Document extract:

It's back to the Progressive Era in some quarters.

Wednesday, June 30, 2004 


Growth, Sprawl and Planning

Year after year, the Census reports that the fastest growing cities in America are the ones that many might describe as the most "sprawling". Last year, Gilbert, Arizona, came in first. Do they sprawl because they grow or do they grow because they sprawl? Whereas elite opinion equates growth and sprawl with the lack of adequate top-down controls (revealing a touching naivete about the possibilities of top-down planning), it is probably safe to say that people are moving to these places because they like them.

So what is the problem? Are these places unduly subsidized? No. Most public subsidies, in fact, go to projects designed to prop up the older and declining cities and neighborhoods.

Another line of attack is that new and low-density settlements are expensive in terms of their infrastructure costs. Yet, whenever people bother to take a serious look, they find the opposite -- as recently reported by Cox and Utt.

Besides, are any of us simply cost-minimizers?

As if on schedule, this morning's LA Times reports: "Higher Density Projects Urged ... Regional Planners say such a strategy is needed to deal with growth issues ... To help Southern California cope with growth in decades to come, regional planners Tuesday unveiled a strategy that calls for more high-density development in urban centers and near transportation corridors ..."

Tuesday, June 29, 2004 


Old Time Religion

Julian Simon won his famous bet with Paul Ehrlich re resource depletion almost 10 years ago. The bet and the win received media coverage but that was that. What looked like a neat refutation to economists (long-term commodity prices keep falling, corroborating the idea that human inventiveness staves off increasing resource scarcity) did not make much of an impact in the rest of the world. In a Letter to the Editor of last Sunday's NY Times Book Review, Don Boudreaux reminded the Review's readers (and editors) that a reviewer of Ehrlich's latest book had completely missed this episode as well as any of its implications.

What you need to do: In the blog excerpt, which city came in first last year among America's fastest growing cities? Rely on the blog excerpt alone.

Data provided:
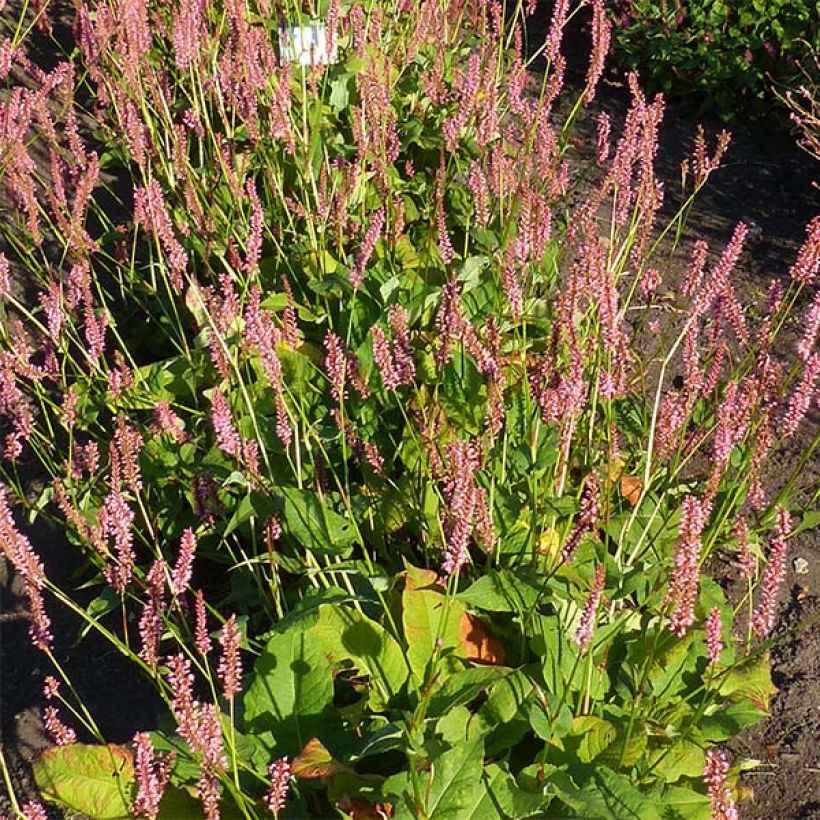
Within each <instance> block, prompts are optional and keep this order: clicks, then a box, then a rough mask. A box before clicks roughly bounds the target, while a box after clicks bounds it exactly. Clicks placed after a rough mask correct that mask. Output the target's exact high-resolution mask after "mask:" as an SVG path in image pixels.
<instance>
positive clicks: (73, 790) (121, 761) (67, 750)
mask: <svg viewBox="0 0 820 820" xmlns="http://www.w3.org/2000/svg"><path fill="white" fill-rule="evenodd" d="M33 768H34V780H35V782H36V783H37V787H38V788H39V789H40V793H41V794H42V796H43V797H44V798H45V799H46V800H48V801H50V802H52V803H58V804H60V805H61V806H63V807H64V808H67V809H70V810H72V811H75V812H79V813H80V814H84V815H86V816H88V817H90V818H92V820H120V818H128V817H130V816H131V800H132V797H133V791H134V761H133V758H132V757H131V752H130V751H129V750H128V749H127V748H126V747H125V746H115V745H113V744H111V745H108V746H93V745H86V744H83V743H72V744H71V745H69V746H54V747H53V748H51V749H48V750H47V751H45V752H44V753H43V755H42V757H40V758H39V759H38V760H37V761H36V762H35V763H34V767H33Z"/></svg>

--

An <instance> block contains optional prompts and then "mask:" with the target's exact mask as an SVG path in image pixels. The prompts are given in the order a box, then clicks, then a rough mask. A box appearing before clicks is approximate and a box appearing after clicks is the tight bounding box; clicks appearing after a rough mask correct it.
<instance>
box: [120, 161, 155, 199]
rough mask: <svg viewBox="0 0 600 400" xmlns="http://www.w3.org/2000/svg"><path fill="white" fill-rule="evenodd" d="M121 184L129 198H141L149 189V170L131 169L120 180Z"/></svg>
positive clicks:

Answer below: Gilbert, Arizona.